[任务说明]
请判断以下三个陈述是否与下面关于SAM模型代码复现的文本相符，对每一项回答“是”或“否”，并原样引用文本中起决定作用的词句。1. 开发环境使用的Pytorch版本是1.7.0。2. 代码将模型设置为在CPU上运行。3. 全自动掩码生成总共产生了11亿个高质量的掩码。

[所示文本]
--------------------

我们模型的IoU预测模块被用来选择置信度高的掩码；此外，我们只识别和选择稳定的掩码（如果在0.5 - δ和0.5 + δ处对概率图进行阈值处理的结果是相似的掩码，我们认为掩码是稳定的）。最后，在选择了置信度高和稳定的面具后，我们应用非极大值抑制（NMS）来过滤重复的掩码。为了进一步提高小规格掩码的质量，我们还处理了多个重叠的放大的图像裁剪。我们对数据集中的所有1100万张图像进行了全自动的掩码生成，总共产生了11亿个高质量的掩码。

Segment Anything Model(SAM)模型代码复现

开发环境

Python 3.6.9
Pytorch 1.7.0
torchvision 0.8.1
cuda 11.0

使用点标记预测

单点标记预测

导入相关库

import numpy as np
import torch
import matplotlib.pyplot as plt
import cv2

更好的可视化点标记、框标记和掩码

def show_mask(mask, ax, random_color=False):
    if random_color:
        color = np.concatenate([np.random.random(3), np.array([0.6])], axis=0)
    else:
        color = np.array([30/255, 144/255, 255/255, 0.6])
    h, w = mask.shape[-2:]
    mask_image = mask.reshape(h, w, 1) * color.reshape(1, 1, -1)
    ax.imshow(mask_image)
    
def show_points(coords, labels, ax, marker_size=375):
    pos_points = coords[labels==1]
    neg_points = coords[labels==0]
    ax.scatter(pos_points[:, 0], pos_points[:, 1], color='green', marker='*', s=marker_size, edgecolor='white', linewidth=1.25)
    ax.scatter(neg_points[:, 0], neg_points[:, 1], color='red', marker='*', s=marker_size, edgecolor='white', linewidth=1.25)   
    
def show_box(box, ax):
    x0, y0 = box[0], box[1]
    w, h = box[2] - box[0], box[3] - box[1]
    ax.add_patch(plt.Rectangle((x0, y0), w, h, edgecolor='green', facecolor=(0,0,0,0), lw=2))

读取数据

image = cv2.imread('/lvdongrui/segment_anything/Industrial_Facilities_version1_5.jpg')
# 还原原图像色彩
image = cv2.cvtColor(image, cv2.COLOR_BGR2RGB)
plt.figure(figsize=(10,10))
plt.imshow(image)
plt.axis('on')
plt.show()

在这里插入图片描述

加载SAM模型

import sys
from segment_anything import sam_model_registry, SamPredictor

sam_checkpoint = '/lvdongrui/segment_anything/sam_vit_h_4b8939.pth' # 预训练模型地址
model_type = "vit_h"

device = "cuda" # 使用GPU

sam = sam_model_registry[model_type](checkpoint=sam_checkpoint)
sam.to(device=device)

# 调用预测模型
predictor = SamPredictor(sam)

# 通过调用`SamPredictor.set_image`来处理图像以产生一个图像嵌入。`SamPredictor`会记住这个嵌入，并将其用于随后的掩码预测。

--------------------

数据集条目
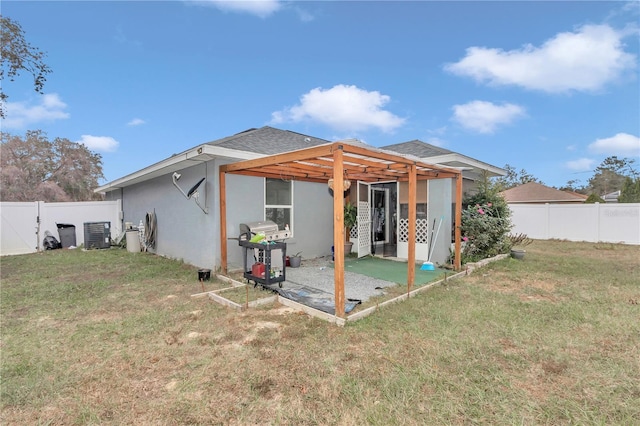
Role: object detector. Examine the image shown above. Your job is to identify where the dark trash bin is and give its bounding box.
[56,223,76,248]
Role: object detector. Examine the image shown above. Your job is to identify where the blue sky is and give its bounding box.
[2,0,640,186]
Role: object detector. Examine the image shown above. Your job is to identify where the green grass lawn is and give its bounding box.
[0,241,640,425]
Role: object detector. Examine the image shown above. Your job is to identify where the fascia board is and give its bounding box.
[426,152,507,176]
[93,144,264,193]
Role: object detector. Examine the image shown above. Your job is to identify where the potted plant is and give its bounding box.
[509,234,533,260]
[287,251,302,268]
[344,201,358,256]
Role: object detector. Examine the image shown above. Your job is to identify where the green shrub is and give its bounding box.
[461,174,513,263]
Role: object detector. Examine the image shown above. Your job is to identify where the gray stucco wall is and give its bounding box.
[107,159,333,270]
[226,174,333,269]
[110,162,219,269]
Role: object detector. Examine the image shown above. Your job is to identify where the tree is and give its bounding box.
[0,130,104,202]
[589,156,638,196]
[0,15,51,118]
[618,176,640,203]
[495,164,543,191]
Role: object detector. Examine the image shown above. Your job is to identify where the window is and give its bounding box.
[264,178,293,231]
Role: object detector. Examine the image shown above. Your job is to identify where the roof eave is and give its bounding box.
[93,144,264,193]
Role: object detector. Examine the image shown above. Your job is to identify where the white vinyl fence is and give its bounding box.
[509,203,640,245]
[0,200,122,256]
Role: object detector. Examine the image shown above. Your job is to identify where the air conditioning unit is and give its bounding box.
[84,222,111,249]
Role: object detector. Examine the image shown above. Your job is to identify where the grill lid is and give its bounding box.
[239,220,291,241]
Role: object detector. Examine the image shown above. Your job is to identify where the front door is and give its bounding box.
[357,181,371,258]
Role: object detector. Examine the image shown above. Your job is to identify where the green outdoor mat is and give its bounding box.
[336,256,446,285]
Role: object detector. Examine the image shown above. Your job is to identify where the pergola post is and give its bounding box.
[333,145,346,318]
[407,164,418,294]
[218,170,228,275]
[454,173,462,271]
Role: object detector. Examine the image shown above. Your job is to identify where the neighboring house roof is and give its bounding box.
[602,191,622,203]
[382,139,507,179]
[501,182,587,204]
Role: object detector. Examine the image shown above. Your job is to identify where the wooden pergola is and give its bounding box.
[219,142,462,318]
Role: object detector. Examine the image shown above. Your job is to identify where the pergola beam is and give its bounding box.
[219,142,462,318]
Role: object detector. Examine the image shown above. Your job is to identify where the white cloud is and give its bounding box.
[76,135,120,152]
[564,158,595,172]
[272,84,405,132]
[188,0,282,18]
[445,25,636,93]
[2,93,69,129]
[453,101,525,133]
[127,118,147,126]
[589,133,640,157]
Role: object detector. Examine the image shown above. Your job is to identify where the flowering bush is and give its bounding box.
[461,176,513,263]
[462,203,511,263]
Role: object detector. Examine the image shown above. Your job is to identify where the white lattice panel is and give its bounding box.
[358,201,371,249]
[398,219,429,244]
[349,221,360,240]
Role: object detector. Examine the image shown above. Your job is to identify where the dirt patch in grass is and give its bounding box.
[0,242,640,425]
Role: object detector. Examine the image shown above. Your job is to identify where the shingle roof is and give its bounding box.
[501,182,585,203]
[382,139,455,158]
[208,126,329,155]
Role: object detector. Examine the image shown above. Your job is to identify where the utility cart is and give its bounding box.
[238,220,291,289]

--------------------

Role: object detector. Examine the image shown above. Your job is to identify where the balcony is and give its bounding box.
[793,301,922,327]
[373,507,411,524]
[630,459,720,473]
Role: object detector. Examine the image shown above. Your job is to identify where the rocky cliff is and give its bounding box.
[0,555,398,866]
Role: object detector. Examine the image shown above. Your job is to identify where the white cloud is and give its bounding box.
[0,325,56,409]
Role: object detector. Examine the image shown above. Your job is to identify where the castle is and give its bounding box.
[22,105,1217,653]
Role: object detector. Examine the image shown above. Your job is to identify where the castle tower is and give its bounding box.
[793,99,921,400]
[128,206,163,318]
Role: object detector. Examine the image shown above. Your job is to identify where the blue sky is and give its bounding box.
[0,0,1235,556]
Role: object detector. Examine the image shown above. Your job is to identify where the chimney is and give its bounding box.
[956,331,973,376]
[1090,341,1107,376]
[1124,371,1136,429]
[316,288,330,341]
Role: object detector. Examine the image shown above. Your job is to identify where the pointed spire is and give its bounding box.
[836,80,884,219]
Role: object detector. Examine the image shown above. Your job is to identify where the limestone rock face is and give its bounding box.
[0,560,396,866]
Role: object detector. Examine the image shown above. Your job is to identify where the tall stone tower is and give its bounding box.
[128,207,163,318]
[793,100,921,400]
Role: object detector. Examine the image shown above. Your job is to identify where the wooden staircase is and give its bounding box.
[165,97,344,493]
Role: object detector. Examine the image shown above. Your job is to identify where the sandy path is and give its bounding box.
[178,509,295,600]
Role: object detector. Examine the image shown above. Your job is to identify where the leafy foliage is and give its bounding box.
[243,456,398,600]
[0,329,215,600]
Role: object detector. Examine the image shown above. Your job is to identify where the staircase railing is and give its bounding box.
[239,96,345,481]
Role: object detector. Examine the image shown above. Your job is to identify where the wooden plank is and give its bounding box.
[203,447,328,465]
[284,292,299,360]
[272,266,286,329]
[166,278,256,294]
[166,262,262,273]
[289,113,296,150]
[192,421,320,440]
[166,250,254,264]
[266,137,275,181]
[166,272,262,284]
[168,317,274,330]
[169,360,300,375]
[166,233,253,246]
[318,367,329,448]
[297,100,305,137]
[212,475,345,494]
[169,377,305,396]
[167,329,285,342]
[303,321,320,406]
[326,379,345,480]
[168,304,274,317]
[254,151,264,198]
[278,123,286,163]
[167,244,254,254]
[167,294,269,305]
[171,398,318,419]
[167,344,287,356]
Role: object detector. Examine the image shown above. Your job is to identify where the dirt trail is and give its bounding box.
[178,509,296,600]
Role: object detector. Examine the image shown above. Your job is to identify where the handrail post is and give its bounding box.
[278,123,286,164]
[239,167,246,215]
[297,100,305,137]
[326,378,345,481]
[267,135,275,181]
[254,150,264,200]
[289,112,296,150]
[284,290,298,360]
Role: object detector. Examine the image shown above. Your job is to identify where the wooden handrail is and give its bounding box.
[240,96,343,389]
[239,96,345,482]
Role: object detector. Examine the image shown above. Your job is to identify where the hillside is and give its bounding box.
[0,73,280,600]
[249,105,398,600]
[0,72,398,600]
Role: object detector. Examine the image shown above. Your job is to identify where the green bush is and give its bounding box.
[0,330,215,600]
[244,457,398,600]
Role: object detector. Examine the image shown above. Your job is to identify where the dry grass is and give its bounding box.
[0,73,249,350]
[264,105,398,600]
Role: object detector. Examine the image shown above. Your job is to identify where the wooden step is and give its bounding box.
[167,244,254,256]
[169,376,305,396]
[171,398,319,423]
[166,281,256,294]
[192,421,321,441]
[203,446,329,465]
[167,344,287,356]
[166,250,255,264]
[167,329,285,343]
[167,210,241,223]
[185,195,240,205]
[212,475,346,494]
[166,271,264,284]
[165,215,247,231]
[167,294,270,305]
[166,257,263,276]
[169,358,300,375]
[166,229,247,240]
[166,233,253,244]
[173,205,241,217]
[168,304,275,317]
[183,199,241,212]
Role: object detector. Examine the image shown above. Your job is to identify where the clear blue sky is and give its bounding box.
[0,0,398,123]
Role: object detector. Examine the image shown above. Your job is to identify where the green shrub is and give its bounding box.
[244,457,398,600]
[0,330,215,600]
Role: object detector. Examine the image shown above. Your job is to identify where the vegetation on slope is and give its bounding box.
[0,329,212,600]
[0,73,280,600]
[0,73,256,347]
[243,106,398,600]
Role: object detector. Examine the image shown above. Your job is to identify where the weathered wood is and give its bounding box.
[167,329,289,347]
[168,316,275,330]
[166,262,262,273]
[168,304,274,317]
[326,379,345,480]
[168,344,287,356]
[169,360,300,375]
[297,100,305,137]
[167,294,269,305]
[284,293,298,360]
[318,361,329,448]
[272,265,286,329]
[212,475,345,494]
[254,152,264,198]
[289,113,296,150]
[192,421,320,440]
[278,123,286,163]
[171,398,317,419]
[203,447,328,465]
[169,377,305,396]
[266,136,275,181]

--------------------

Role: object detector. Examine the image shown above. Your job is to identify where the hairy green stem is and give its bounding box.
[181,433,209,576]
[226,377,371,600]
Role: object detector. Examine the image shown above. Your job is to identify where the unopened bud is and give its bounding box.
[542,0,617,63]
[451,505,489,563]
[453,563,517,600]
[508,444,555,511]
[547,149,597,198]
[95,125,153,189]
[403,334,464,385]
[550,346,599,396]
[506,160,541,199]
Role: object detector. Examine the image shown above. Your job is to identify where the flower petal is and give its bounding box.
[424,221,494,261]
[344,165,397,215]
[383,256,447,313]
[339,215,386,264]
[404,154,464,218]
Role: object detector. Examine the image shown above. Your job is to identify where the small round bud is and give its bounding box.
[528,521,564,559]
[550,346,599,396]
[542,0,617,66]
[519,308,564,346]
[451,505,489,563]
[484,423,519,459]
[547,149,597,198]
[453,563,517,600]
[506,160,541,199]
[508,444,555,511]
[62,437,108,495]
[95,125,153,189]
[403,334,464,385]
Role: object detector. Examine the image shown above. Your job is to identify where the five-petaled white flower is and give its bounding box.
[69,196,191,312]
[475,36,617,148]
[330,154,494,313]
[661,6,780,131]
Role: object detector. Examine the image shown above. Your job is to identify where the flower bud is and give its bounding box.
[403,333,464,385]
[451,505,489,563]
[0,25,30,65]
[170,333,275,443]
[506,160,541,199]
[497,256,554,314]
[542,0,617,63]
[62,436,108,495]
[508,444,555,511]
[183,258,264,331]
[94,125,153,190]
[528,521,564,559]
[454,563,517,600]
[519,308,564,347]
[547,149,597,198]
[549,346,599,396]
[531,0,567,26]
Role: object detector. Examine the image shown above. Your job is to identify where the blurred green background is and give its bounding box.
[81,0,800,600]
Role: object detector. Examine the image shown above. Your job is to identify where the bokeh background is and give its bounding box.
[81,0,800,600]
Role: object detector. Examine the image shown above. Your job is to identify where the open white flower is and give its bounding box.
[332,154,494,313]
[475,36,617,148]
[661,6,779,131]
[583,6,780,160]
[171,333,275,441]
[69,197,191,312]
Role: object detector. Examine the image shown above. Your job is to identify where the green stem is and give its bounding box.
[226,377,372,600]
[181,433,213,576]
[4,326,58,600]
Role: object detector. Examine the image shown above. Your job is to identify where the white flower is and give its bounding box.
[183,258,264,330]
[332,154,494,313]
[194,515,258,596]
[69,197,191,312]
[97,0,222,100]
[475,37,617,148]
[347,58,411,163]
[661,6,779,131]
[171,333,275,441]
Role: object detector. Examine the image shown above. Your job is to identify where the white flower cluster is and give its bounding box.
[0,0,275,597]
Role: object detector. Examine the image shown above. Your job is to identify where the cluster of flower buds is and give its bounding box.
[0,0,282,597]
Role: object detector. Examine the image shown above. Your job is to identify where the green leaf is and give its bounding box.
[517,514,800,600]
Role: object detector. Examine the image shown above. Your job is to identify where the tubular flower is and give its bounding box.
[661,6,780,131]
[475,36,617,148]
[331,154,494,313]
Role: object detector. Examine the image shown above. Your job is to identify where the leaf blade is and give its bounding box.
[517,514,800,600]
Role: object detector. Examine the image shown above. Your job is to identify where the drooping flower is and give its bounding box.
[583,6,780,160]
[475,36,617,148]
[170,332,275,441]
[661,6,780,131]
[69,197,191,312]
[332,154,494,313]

--------------------

[参考解答]
1. 是。“Pytorch 1.7.0”
2. 否。“device = "cuda" # 使用GPU”
3. 是。“总共产生了11亿个高质量的掩码”